• TUJUAN YANG DINYATAKAN 1:
Menurut teks tentang Kabupaten Malaka, Kabupaten Malaka berbatasan langsung dengan negara apa?
• TUJUAN YANG DINYATAKAN 2:
Tuliskan ulang dengan tepat bagian teks tentang Kabupaten Malaka dari "Konsekwensi logisnya adalah" sampai "5. Kecamatan Kobalima.".

Dalam tataran ini, terbentuknya Daerah Otonom baru “Kabupaten Malaka” diharapkan tidak saja memenuhi kebutuhan elit birokrasi karena adanya posisi-posisi strategis dalam pemerintahan dan lembaga perwakilan rakyat yang juga dianggap “berwibawa” dan “terhormat” tetapi juga daerah otonom baru tersebut harus dipersiapkan dan didorong untuk optimalisasi potensi wilayah seperti sector peternakan, pertanian, industri kecil dan pengembangan pendidikan yang berbasiskan sekolah-sekolah kejuruan. Sebagai wilayah yang berbatasan langsung dengan Negara Timor Leste, Kabupaten Malaka dapat direncanakan sebagai daerah “Transit” yang menghubungkan mobilisasi barang dan manusia dari Timor Leste ke Kupang dan wilayah-wilayah lain di NTT.
Konsekwensi logisnya adalah adanya infrastruktur yang memadai dan industri-industri jasa yang sesuai kebutuhan. Momentum inilah sebetulnya yang diharapkan dapat memberi kontribusi yang realistis bagi masyarakat pada umumnya karena terbukanya lapangan kerja baru dan adanya daya beli yang signifikan atas hasil-hasil produksi yang melibatkan warga kedua negara di kawasan perbatasan.

WILAYAH MALAKA

Wilayah Malaka terdiri atas 12 Kecamatan yaitu :
  1. Kecamatan Lokufeu
  2. Kecamatan Sasitamean.
  3. Kecamatan Laenmane.
  4. Kecamatan Malaka Timur.
  5. Kecamatan Kobalima.
  6. Kecamatan Kobalima Timur.
  7. Kecamatan Malaka Tengah
  8. Kecamatan Malaka Barat
  9. Kecamatan Weliman
  10. Kecamatan Wewiku
  11. Kecamatan Botin Leobele
  12. Kecamatan Rinhat

SUMBER DAYA ALAM DAERAH MALAKA

Sumber Daya Alam wilayah Malaka yang relatif besar terdiri dari SDA yang ada di laut dan SDA yang ada di darat yang mana wilayah laut terdapat kekayaan alam laut yang hingga saat ini belum tersentuh baik dari pemerintah maupun masyarakat malaka sendiri.

• BAHAN SUMBER:
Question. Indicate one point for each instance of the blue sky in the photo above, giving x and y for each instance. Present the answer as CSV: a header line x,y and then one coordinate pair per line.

• KELUARAN YANG DIHARAPKAN 1:
Timor Leste.

• KELUARAN YANG DIHARAPKAN 2:
Konsekwensi logisnya adalah adanya infrastruktur yang memadai dan industri-industri jasa yang sesuai kebutuhan. Momentum inilah sebetulnya yang diharapkan dapat memberi kontribusi yang realistis bagi masyarakat pada umumnya karena terbukanya lapangan kerja baru dan adanya daya beli yang signifikan atas hasil-hasil produksi yang melibatkan warga kedua negara di kawasan perbatasan.

WILAYAH MALAKA

Wilayah Malaka terdiri atas 12 Kecamatan yaitu :
  1. Kecamatan Lokufeu
  2. Kecamatan Sasitamean.
  3. Kecamatan Laenmane.
  4. Kecamatan Malaka Timur.
  5. Kecamatan Kobalima.